Tarefas e exercícios:
A - Transcreva da seleção, sem nenhuma alteração, o trecho entre "Assistia a tudo" e "de nossa natureza.", inclusive.
B - Devolva, sem alterações, cada linha dos registros em que apareça a palavra "carved".

Desejo alimentar meus olhos
com horizontes sempre muito abertos,
para não deixar que se limitem em um ponto.

Compaixão e solidariedade
são em meu coração
para aqueles que desejam,
que sucumbem, que não são hipócritas,
para os que lutam e suam, sentem dor e prazer,
para os que admitem suas fraquezas,
para os que são humanos .

terça-feira, 8 de maio de 2007

Páramo

Teve medo e sentiu-se nua, nada havia para confortá-la ou para lhe abrigar em meio à tempestade. De súbito estava só, desamparada e perdida como uma criança. Queria que alguém a tomasse pela mão e a guiasse, mas não havia ninguém, não haveria. Era assim que funcionava, cabia a ela enfrentar tudo sozinha, pois estava nela também a tormenta, e já não era mais criança afinal.
Olhou para os pés e lembrou de quando eram pequenos e não muito observados; -curioso como na infância tudo a nossa volta e fora de nosso mundo sempre parece muito mais importante e interessante, mais sério, e quando crescemos nos voltamos para nós quase que fundamentalmente, centralizando em nossas pessoas tudo o que importa (lembrou de seu egoísmo)... Entristeceu-se com a lembrança e teve mais certeza ainda de que não se pode estar certo de muita coisa. Tudo estava mudando, deu-se conta, tudo mudaria sempre, sempre mudou, talvez isso fosse melhor do que poderia conceber, mesmo que sofresse algumas vezes.
Não lembrava de ter sido atingida assim anteriormente, talvez tenha sido, mas seus olhos (pensava), não estavam abertos como agora, e na verdade, tudo não parecia tão intenso como agora. Havia aquela força invisível que a arremessava de um lado para o outro dentro de sua cabeça. Uma força que não poderia explicar, que não se pode compreender, inevitável, a qual nos subjuga sem exceção, impunemente.
Assistia a tudo assustada, como atriz e mais ainda como platéia daquela tragédia.
Teve medo e estava só, aprendendo ali, naquele momento, algo que era parte do que as pessoas chamam de “crescer”, dói e não se tem escolha.

sábado, 21 de abril de 2007

Metástase

Olhos fechados. Dei as costas para a vida, não quero ouvi-la respirar. O mundo tem estado em ruínas por estes dias, lentamente as paredes e o céu desmoronam e as cinzas se espalham pelo ar. Desabando a cada segundo, a cada grão que cai na ampulheta. Desmontamo-nos de nossos restos de suspiros, pulsações e alegrias tristes. Nossa máscara pálida e manchada não esconde mais o interior pútrido de nossa natureza.

Registros desta tarefa:

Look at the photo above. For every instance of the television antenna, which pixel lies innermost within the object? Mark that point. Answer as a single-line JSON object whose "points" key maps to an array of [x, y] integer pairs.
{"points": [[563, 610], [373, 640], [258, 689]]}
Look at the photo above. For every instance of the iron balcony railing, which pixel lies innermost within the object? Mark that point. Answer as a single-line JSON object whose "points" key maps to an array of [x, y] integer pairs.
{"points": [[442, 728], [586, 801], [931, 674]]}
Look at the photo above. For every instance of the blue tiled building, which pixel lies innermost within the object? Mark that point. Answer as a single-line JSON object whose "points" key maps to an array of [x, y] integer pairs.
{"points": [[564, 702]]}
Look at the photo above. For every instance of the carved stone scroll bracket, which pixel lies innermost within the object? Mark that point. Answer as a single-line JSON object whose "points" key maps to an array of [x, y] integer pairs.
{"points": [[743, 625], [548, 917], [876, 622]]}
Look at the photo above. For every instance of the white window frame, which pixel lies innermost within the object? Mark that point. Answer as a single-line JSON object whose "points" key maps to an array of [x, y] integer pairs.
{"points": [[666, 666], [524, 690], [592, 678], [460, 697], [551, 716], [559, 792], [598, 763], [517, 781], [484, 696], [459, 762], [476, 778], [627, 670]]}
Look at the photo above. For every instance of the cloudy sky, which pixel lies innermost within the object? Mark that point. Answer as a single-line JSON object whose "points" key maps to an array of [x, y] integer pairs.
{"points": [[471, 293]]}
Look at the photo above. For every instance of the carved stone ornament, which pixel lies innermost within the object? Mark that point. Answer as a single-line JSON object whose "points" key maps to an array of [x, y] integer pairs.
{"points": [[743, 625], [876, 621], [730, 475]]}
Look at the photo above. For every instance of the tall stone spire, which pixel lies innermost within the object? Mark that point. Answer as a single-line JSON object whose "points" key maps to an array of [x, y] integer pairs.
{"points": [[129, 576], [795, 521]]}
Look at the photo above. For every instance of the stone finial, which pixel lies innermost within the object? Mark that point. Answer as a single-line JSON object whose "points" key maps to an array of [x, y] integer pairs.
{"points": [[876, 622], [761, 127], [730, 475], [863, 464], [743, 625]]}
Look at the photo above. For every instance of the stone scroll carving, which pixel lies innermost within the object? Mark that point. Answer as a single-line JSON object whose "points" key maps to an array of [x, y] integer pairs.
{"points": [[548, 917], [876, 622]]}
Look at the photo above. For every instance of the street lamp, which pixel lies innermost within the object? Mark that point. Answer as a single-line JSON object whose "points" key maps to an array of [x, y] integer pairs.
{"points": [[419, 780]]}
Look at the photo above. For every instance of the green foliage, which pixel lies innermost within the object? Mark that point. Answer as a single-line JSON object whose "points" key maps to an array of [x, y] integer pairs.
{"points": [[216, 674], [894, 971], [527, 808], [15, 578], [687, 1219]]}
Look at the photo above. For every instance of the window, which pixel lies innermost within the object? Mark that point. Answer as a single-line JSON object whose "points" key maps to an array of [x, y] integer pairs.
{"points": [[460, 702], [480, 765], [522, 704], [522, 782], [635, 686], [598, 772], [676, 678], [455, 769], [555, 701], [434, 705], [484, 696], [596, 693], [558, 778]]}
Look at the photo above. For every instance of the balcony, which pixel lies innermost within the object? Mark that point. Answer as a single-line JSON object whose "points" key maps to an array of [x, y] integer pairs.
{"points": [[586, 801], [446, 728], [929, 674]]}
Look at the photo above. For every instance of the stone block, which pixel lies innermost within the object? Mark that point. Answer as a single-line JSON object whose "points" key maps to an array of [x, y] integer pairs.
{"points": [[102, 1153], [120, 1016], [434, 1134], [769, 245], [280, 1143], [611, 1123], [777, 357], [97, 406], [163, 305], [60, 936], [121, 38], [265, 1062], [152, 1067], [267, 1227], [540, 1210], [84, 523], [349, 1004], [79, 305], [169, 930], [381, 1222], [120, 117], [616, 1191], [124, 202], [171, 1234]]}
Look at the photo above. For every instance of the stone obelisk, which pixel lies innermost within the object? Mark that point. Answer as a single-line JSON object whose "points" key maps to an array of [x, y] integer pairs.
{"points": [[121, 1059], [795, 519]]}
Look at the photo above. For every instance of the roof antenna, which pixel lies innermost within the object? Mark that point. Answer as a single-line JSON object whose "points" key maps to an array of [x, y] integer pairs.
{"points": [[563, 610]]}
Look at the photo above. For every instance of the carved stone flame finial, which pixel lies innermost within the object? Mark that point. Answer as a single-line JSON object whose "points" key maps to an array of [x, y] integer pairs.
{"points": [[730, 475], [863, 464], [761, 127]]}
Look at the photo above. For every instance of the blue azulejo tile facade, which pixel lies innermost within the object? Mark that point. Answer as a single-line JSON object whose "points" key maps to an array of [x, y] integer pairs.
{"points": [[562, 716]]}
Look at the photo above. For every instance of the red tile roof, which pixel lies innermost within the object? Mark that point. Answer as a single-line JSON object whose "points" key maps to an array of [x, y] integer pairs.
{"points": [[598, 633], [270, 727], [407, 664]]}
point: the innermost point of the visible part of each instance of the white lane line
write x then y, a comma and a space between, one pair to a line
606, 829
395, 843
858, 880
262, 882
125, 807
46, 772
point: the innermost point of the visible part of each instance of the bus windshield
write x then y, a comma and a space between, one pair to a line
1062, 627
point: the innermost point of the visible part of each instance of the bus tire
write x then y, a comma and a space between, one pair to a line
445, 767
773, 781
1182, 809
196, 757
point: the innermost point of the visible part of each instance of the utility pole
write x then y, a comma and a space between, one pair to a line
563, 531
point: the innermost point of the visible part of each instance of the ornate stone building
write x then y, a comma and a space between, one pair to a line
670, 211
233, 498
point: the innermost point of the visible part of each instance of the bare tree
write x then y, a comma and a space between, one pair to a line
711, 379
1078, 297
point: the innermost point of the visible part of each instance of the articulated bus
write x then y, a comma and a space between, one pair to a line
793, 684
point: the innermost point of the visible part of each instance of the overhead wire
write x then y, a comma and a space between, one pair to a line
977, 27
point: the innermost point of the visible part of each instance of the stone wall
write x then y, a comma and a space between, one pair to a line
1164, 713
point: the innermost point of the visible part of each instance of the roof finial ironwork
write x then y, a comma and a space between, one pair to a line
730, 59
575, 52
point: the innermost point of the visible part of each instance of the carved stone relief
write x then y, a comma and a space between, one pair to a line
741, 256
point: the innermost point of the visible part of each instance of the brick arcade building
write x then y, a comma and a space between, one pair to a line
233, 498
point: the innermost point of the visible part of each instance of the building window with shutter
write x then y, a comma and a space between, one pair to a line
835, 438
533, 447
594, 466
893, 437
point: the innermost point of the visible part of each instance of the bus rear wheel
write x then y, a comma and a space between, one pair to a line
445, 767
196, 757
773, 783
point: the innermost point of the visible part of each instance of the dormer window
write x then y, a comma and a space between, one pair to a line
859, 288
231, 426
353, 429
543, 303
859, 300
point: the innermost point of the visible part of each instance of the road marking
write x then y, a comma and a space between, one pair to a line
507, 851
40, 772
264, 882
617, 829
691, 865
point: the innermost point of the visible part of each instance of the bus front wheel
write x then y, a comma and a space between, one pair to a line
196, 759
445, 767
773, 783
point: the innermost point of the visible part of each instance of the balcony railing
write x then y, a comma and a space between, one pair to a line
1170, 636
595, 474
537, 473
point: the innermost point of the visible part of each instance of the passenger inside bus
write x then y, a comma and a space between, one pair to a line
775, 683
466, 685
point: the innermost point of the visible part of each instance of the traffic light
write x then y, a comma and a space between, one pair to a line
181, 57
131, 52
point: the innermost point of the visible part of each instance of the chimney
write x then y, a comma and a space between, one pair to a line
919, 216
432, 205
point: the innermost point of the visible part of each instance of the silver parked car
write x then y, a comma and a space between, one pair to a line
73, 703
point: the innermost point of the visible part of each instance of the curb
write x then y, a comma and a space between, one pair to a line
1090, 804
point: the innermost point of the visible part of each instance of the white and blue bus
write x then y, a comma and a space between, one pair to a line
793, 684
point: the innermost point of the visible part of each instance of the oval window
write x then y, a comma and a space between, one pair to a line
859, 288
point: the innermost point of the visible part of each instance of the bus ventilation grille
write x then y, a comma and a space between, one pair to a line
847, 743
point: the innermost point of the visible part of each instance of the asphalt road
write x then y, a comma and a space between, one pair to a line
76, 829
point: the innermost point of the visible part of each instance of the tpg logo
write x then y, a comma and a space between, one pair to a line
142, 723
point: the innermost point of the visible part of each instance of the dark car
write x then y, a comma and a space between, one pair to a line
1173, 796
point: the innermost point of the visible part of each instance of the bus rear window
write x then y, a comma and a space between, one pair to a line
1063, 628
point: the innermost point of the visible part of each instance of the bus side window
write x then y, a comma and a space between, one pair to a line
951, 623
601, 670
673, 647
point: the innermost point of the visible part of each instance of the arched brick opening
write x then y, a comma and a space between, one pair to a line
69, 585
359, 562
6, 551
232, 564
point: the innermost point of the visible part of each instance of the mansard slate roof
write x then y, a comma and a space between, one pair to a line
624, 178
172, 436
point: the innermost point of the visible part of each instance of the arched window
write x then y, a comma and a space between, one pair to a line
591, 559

Respostas dadas:
A -
Assistia a tudo assustada, como atriz e mais ainda como platéia daquela tragédia.
Teve medo e estava só, aprendendo ali, naquele momento, algo que era parte do que as pessoas chamam de “crescer”, dói e não se tem escolha.

sábado, 21 de abril de 2007

Metástase

Olhos fechados. Dei as costas para a vida, não quero ouvi-la respirar. O mundo tem estado em ruínas por estes dias, lentamente as paredes e o céu desmoronam e as cinzas se espalham pelo ar. Desabando a cada segundo, a cada grão que cai na ampulheta. Desmontamo-nos de nossos restos de suspiros, pulsações e alegrias tristes. Nossa máscara pálida e manchada não esconde mais o interior pútrido de nossa natureza.

B -
Look at the photo above. For every instance of the carved stone scroll bracket, which pixel lies innermost within the object? Mark that point. Answer as a single-line JSON object whose "points" key maps to an array of [x, y] integer pairs.
Look at the photo above. For every instance of the carved stone ornament, which pixel lies innermost within the object? Mark that point. Answer as a single-line JSON object whose "points" key maps to an array of [x, y] integer pairs.
Look at the photo above. For every instance of the carved stone flame finial, which pixel lies innermost within the object? Mark that point. Answer as a single-line JSON object whose "points" key maps to an array of [x, y] integer pairs.
point: the innermost point of the visible part of each instance of the carved stone relief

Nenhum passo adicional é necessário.